Est-ce que j’ai répondu suffisamment à votre question ? Mais je n’ai pas la solution. Mon rêve, c’est d’arriver à faire changer les statuts, comme je crois que j’ai pu influencé les changements dans la Constitution française. Il faut maintenant que la France prenne ça en main car elle a un grand rôle à jouer. Ce n’est pas encore bien parti, mais on verra après.

 

Un étudiant : On parle beaucoup de biodiversité en ce moment et on trouve que c’est très difficile de trouver un angle d’attaque économique sur ce sujet. Est ce que WWW travaille, comme il le fait sur d’autres sujets, à évaluer la valeur économique de la biodiversité ?

### Données fournies

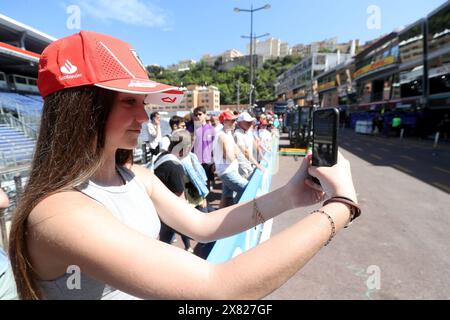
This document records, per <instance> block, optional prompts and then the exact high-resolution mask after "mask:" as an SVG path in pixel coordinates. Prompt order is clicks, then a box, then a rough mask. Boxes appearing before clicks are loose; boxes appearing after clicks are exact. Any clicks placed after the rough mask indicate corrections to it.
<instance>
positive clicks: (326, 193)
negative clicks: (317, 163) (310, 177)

### Exercices
[1] Recopiez fidèlement le passage du texte choisi qui va de « Est-ce que j’ai » à « la biodiversité ? ».
[2] Poursuivez le texte choisi au-delà de sa dernière phrase.
Les données forment un matériau distinct du texte choisi.

### Réponses
[1]
Est-ce que j’ai répondu suffisamment à votre question ? Mais je n’ai pas la solution. Mon rêve, c’est d’arriver à faire changer les statuts, comme je crois que j’ai pu influencé les changements dans la Constitution française. Il faut maintenant que la France prenne ça en main car elle a un grand rôle à jouer. Ce n’est pas encore bien parti, mais on verra après.

 

Un étudiant : On parle beaucoup de biodiversité en ce moment et on trouve que c’est très difficile de trouver un angle d’attaque économique sur ce sujet. Est ce que WWW travaille, comme il le fait sur d’autres sujets, à évaluer la valeur économique de la biodiversité ?

[2]
CdM : Non, pas sur la valeur économique de la biodiversité mais on le fait par la publication des trois indicateurs dont je vous ai parlé. Je pense que ce n’est pas le rôle du WWF de se substituer à l’économique. Toute organisation ne doit pas perdre son âme originelle. C’est ça qui est difficile : jusqu’où devons-nous aller par rapport au capital que nous avons, qui est une compétence ancrée dans un organisme de Protection de la Nature ? Je pense qu’aujourd’hui on va très loin, et il faut faire attention de ne pas aller trop loin et de ne pas perdre notre crédibilité. Il y a une marge a ne pas dépassé.

Je vous conseille une infolettre qui sort tous les trimestres sur l’empreinte écologique. Ils en sont au deuxième numéro, elle fait un bilan de tous les indicateurs composites qui existent, dont un que je trouve intéressant car il est publié par la Banque Mondiale. Comme il y a cette crédibilité, c’est quelque chose qu’on peut utiliser et qui prend l’épargne en compte. Il est sur le site Internet du WWF, vous devriez aller le voir.

 

Un étudiant : Vous avez parlé d’un mode de consommation international mais j’ai cru comprendre que vous n’étiez pas contre l’idée d’une certaine forme de décroissance ?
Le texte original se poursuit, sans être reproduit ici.